**PROBLEM DESCRIPTION**
Please give back each line of the listing, unchanged in every word.

**INFORMATION SHOWN**

::::

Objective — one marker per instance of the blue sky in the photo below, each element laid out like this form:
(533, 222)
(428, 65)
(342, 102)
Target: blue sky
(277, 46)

::::

**SOLUTION TO THIS TASK**
Objective — one marker per instance of the blue sky in the photo below, each element laid out like this form:
(533, 222)
(428, 65)
(342, 102)
Target: blue sky
(277, 46)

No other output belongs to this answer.